• **EXERCISE GOAL**: Rewrite the lines from the one with "Please locate the white" up to and including the one with "(1128, 737)", keeping the request line, and scale every coordinate in the answers by 1.25, rounding to whole numbers with halves going up. Return only those lines.

• **MATERIAL PROVIDED**:
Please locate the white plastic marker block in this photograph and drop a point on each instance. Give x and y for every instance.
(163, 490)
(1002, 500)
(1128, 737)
---
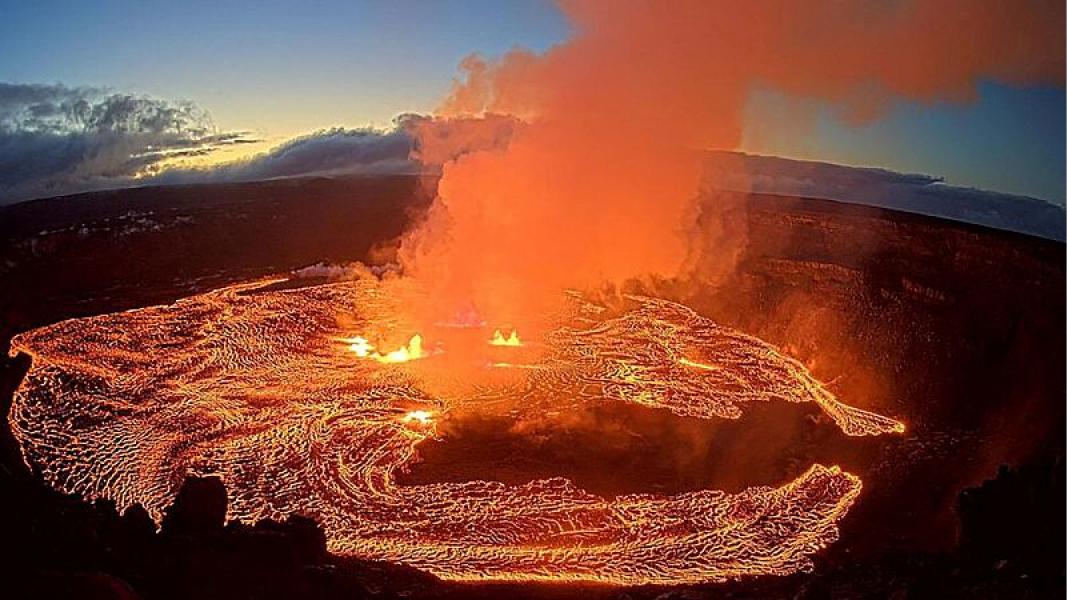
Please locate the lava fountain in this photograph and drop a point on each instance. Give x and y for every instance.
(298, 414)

• **SOLVED EXERCISE**:
Please locate the white plastic marker block in this photograph and drop a point on each instance. Give x and y for every instance.
(204, 613)
(1253, 625)
(1410, 921)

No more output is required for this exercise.